OBJETIVO DE LA TAREA. Retoma el texto sobre las memorias de Mark Richard justo después de su última frase y sigue escribiéndolo.

SECCIÓN DEL DOCUMENTO.
+--

Dureza y sensibilidad (sureña)
Dirty Works publica Casa de oración nº2, las memorias de Mark Richard, indispensable contribución al canon de la literatura sureña norteamericana. Tullidos, abortos, peleas, barcos pesqueros, hígados de pollo e historia confederada.
Decir “literatura sureña norteamericana” es parecido a decir “música del País Vasco”, agrupando al tuntún tradiciones dispares, incluso opuestas. Del mismo modo que no metemos en el mismo cajón a Mocedades y Eskorbuto, conviene diferenciar las literaturas del sur. Como Harry Crews le dijo a su mentor Andrew Lytle, “somos del sur, pero no del mismo sur”.
Mark Richard es un escritor del sur, sí, pero del sur pies-descalzos, patata-cruda-para-cuatro, fusil y camioneta, cosecha arruinada, peto tejano y dentadura podrida. Si le quieren buscar familia, Richard estaría a gusto con Mary Karr, Larry Brown o Harry Crews. Grit lit, si quieren. Su vida es tan convulsa que uno tendría que ser un completo cenutrio para no plasmarla de modo fascinante. Dicho esto, la biografía nunca lo es todo. Uno puede tener los mejores ingredientes y joder la escudella, como sabe cualquier catalán. Hace falta ese elemento extra, tan elusivo como crucial: talento.

+--

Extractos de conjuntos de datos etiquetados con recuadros
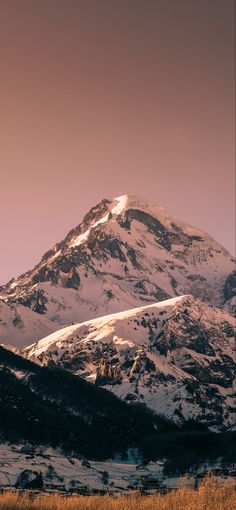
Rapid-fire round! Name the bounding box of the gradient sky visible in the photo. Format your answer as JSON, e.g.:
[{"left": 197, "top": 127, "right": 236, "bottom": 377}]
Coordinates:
[{"left": 0, "top": 0, "right": 235, "bottom": 284}]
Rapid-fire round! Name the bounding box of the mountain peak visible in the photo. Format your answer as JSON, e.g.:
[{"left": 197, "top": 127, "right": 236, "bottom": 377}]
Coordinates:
[{"left": 0, "top": 195, "right": 234, "bottom": 342}]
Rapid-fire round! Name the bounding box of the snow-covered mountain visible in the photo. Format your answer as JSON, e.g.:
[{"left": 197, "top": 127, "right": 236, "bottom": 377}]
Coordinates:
[
  {"left": 0, "top": 195, "right": 235, "bottom": 345},
  {"left": 0, "top": 300, "right": 58, "bottom": 348},
  {"left": 23, "top": 296, "right": 236, "bottom": 429}
]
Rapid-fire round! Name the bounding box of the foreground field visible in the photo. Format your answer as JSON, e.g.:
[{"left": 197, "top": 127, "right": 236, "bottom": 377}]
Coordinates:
[{"left": 0, "top": 479, "right": 236, "bottom": 510}]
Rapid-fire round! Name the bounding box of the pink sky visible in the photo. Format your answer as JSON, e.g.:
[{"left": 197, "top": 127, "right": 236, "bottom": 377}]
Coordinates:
[{"left": 0, "top": 0, "right": 235, "bottom": 284}]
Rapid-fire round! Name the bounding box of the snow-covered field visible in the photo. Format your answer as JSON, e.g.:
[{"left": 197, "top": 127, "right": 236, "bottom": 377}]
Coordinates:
[{"left": 0, "top": 444, "right": 235, "bottom": 492}]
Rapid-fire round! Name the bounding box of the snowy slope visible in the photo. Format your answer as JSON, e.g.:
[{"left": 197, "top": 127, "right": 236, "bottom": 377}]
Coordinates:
[
  {"left": 22, "top": 296, "right": 235, "bottom": 429},
  {"left": 0, "top": 300, "right": 57, "bottom": 347},
  {"left": 0, "top": 195, "right": 235, "bottom": 345}
]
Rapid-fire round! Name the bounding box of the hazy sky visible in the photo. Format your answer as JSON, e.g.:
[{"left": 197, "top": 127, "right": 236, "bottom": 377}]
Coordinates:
[{"left": 0, "top": 0, "right": 235, "bottom": 284}]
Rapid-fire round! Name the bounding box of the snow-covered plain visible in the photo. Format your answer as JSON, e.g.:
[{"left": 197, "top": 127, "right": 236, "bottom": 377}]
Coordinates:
[{"left": 0, "top": 443, "right": 235, "bottom": 494}]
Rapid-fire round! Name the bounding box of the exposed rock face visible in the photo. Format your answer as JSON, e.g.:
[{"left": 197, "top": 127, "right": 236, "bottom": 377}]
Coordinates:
[
  {"left": 224, "top": 271, "right": 236, "bottom": 317},
  {"left": 0, "top": 196, "right": 235, "bottom": 344},
  {"left": 23, "top": 296, "right": 236, "bottom": 430},
  {"left": 224, "top": 271, "right": 236, "bottom": 301}
]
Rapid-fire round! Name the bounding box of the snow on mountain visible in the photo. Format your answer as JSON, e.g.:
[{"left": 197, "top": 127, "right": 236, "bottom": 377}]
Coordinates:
[
  {"left": 22, "top": 296, "right": 236, "bottom": 429},
  {"left": 0, "top": 195, "right": 235, "bottom": 345},
  {"left": 0, "top": 300, "right": 57, "bottom": 350}
]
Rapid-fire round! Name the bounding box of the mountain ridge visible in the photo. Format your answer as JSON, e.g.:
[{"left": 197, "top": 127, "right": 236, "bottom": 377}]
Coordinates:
[
  {"left": 0, "top": 195, "right": 235, "bottom": 346},
  {"left": 21, "top": 296, "right": 236, "bottom": 430}
]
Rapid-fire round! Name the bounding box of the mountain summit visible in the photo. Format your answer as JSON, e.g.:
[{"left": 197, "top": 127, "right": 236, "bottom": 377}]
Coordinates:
[{"left": 0, "top": 195, "right": 234, "bottom": 345}]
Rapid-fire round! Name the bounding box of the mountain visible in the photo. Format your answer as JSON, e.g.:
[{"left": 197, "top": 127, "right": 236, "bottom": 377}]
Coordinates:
[
  {"left": 23, "top": 296, "right": 236, "bottom": 430},
  {"left": 0, "top": 346, "right": 164, "bottom": 458},
  {"left": 0, "top": 300, "right": 58, "bottom": 346},
  {"left": 0, "top": 195, "right": 235, "bottom": 345}
]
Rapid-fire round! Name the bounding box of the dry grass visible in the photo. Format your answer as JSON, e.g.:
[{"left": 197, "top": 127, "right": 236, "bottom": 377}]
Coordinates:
[{"left": 0, "top": 478, "right": 236, "bottom": 510}]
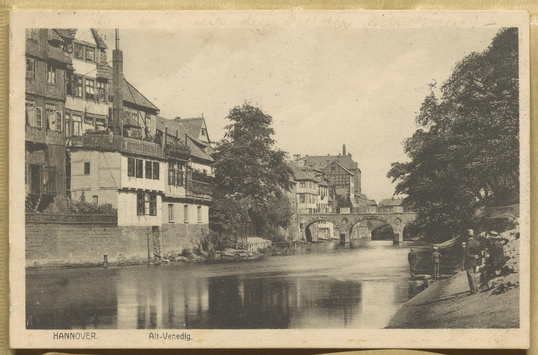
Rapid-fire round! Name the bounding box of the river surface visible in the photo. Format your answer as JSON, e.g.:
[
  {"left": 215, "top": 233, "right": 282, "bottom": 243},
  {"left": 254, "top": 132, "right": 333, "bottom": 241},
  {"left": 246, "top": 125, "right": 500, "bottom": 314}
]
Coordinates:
[{"left": 26, "top": 241, "right": 422, "bottom": 329}]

+--

RESPUESTA AL EJERCICIO.
Richard de eso tiene mucho. Y sin embargo no utiliza la destreza narrativa para desaparecer de las páginas de Casa de oración nº2. Todo lo contrario. Richards utiliza un estilo del que, como una ventosidad en un ascensor, no puedes escapar. Su voz está en cada frase. Es un contrato: lo suscribes o no. Como sucede con David Gates o Barry Hannah, la voz puede llevarte al huerto o escupirte de su boca. La novela empieza en tercera persona (el “niño especial”) y cambia a segunda: te conmina a identificarte con un implacable “tú”: “imagina que eres el niño especial”.
Imaginarlo es una putada. Porque al “niño especial” le suceden una grotesca y dañina serie de perrerías, muchas de ellas causadas por los padres. Pero Richard no es el Philip Larkin del “they fuck you up, your mum and dad”. Su mirada está llena de comprensión y compasión. Sabe que “no era fácil ser tu padre. Un perfeccionista con un hijo imperfecto, un hijo que lo evitaba (…) que de pequeño era un palo, siempre agarrado a unas muletas, asustado del hielo y las baldosas mojadas”. Nació con una deformidad en la cadera, y su infancia fue un terrible periplo por salas de espera junto a “niños con cojera que lloran y desprenden un olor a lugares donde el agua se saca de pozos y las necesidades se hacen en agujeros cavados en cobertizos”. El padre estaba siempre cabreado y/o borracho; la madre perdió demasiados hijos para siquiera darles nombre. El autor describe a ambos progenitores con una piedad nada condescendiente. Su mirada es cruda, no cruel. Cómo desgrana la “gramática de la miseria”, como cantaban aquellos, es uno de los puntos álgidos del libro.
El resto de la novela - juventud y madurez- no desmerece. Espero que conserven intacta su capacidad de embeleso, porque al protagonista le pasa de todo, a menudo más extraño que la ficción. ¿La pitón que se intenta comer a un niño? ¿Tres años de faenador en barcos pesqueros? ¿Las “señales” que no deja de enviarle el Altísimo? (en el sur tienen mejor cobertura que aquí, supongo) ¿Un feto en una botella de sidra? ¿Una pelea en el barro con su padre? Al lado de Mark Richard, Hemingway llevaba tutú y James Dickey fue diseñador de bisutería.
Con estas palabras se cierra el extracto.